#### What you should do:
Please find every line in the entries below that contains the string "post" and copy each one out. Matching is case-sensitive.

===== Records for the task =====

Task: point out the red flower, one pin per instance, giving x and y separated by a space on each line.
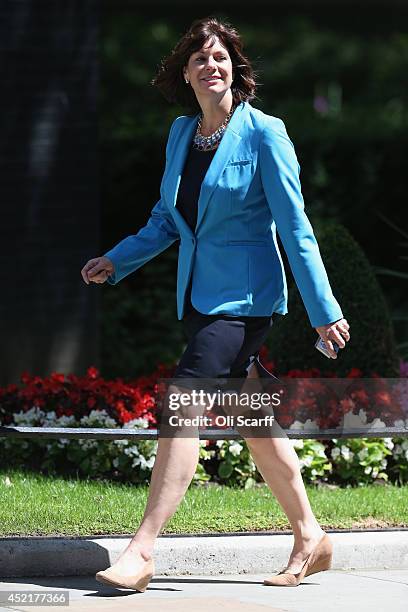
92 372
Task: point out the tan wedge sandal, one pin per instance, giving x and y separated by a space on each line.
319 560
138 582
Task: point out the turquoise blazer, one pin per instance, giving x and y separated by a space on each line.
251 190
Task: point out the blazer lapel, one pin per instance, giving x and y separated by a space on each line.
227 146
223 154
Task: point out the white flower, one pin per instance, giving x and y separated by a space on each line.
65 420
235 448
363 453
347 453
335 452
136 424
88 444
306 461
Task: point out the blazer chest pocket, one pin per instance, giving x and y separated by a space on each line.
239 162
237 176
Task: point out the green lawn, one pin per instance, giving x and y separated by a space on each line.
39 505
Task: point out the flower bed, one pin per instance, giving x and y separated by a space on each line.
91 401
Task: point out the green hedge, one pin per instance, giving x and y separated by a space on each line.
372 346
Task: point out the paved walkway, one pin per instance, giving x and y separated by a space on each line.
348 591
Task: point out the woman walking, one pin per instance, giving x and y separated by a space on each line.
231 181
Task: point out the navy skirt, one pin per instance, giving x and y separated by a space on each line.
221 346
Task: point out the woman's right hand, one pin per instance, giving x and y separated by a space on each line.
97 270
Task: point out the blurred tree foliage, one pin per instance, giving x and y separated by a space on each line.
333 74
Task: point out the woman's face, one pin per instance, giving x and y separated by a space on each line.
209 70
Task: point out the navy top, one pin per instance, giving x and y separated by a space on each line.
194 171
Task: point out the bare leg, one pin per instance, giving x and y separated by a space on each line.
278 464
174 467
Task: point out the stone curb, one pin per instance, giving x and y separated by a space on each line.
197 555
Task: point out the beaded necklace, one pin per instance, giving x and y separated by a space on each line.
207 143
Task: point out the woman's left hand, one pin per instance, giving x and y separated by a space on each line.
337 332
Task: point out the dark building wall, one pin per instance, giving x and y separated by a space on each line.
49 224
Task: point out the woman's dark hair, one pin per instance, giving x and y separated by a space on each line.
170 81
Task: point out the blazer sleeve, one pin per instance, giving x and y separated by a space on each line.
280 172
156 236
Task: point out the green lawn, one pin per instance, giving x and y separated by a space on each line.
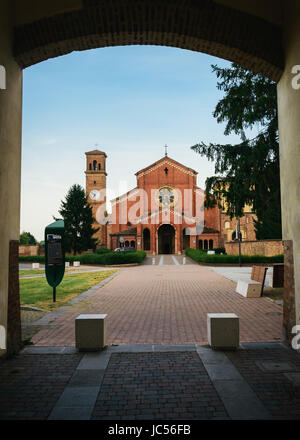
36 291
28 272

=====
===== Records for the task =====

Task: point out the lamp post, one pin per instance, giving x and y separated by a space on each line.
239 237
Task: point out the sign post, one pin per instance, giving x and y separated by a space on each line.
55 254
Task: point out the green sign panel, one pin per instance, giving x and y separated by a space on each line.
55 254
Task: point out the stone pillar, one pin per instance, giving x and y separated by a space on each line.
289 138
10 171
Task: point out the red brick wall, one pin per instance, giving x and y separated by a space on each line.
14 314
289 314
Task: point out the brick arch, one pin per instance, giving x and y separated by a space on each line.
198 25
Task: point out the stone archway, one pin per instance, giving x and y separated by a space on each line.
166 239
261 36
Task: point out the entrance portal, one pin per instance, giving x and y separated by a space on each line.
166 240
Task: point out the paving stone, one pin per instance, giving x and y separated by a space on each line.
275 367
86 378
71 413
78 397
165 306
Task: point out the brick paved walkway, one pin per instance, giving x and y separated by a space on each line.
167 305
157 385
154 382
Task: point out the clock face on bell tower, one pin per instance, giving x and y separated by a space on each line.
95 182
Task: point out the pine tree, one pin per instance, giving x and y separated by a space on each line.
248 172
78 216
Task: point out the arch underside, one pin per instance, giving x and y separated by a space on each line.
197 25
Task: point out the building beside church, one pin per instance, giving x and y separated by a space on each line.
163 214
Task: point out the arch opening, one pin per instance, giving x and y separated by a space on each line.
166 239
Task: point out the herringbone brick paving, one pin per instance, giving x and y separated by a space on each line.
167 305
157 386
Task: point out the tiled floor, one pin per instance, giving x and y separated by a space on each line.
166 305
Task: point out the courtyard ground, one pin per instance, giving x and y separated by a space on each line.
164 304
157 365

=====
===== Records for the task =====

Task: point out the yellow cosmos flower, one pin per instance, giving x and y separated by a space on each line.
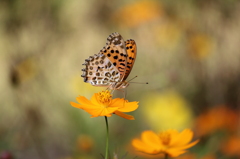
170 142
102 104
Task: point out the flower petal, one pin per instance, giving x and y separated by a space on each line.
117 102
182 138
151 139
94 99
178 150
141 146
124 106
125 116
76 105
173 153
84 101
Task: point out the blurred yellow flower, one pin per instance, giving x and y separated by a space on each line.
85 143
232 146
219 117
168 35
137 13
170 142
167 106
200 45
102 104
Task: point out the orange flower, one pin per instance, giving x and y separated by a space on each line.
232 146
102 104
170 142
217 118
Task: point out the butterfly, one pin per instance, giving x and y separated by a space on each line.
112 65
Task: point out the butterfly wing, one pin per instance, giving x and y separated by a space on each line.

=====

#### Full output:
Task: point out the lamp post, one pin per instance, giving x and y separated by a space on each line.
Task: point out the sign post, one pin per instance, giving x and y separated by a space on each line.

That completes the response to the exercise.